Extrait choisi »

____

Censure du discours en ligne

Patrick Poon, chercheur sur la Chine au sein du groupe de défense des droits de l’homme Amnesty International, a déclaré que l’arrestation de M. Li est « extrêmement inquiétante ».

« Cela montre la tolérance zéro du gouvernement envers les personnes qui exposent la vérité, y compris les citoyens ordinaires et les personnes qui ont travaillé pour le gouvernement », a-t-il déclaré à Epoch Times dans un courriel.

Les vidéos que M. Li a publiées « ont provoqué le gouvernement chinois, car il est évident que ce que le gouvernement chinois veut, c’est cacher la situation réelle sur le terrain, et ne pas la dévoiler », a-t-il déclaré.

Un document interne du gouvernement récemment obtenu par Epoch Times montre que la province du Hubei a déployé à elle seule plus de 1 600 trolls Internet pour contrôler les communications sur Internet relatives à l’épidémie et éliminer les commentaires négatifs.

____

Données présentées »

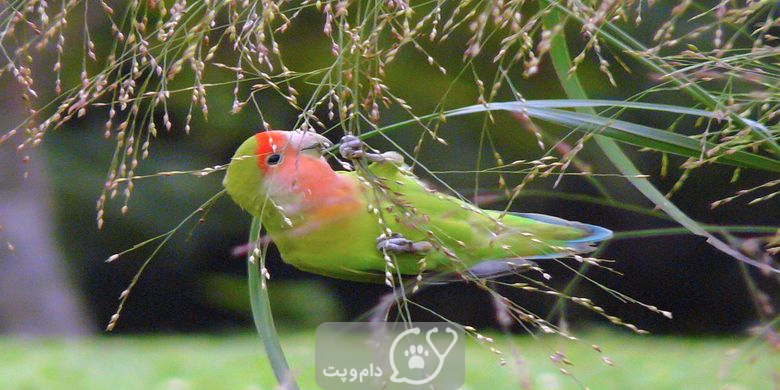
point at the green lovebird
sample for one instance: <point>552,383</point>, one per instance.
<point>376,223</point>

____

Objectif de l'exercice » Rédigez la suite de l'extrait consacré à la censure du discours en ligne en Chine, en reprenant après sa dernière phrase. Les données ci-dessus sont sans rapport avec l'extrait.

Corrigé de l'exercice »
Un homme surnommé M. Tu, dans la province de Guangdong, a récemment été détenu pendant 15 jours pour avoir fait des « remarques désobligeantes » sur le principal expert chinois en matière de contrôle des épidémies, Zhong Nanshan, et sur le régime chinois. Les procureurs de la ville de Zhongshan, où habite M. Tu, ont considéré ces remarques comme une violation de la loi. M. Tu a ensuite présenté des excuses publiques manuscrites et a apposé son empreinte digitale sur le document.

Le juriste et militant des droits civils Xu Zhiyong a été arrêté à Guangdong à la mi-février, quelques jours après avoir écrit une lettre publique cinglante exhortant le leader chinois Xi Jinping à se retirer pour son « incapacité à gérer les crises », notamment l’épidémie de coronavirus.

Huang Yang, un militant de la ville de Chongqing, a été convoqué par la police à quatre reprises au cours des trois dernières semaines pour avoir diffusé des informations critiques à l’égard du régime sur WeChat, une plateforme de médias sociaux populaire en Chine.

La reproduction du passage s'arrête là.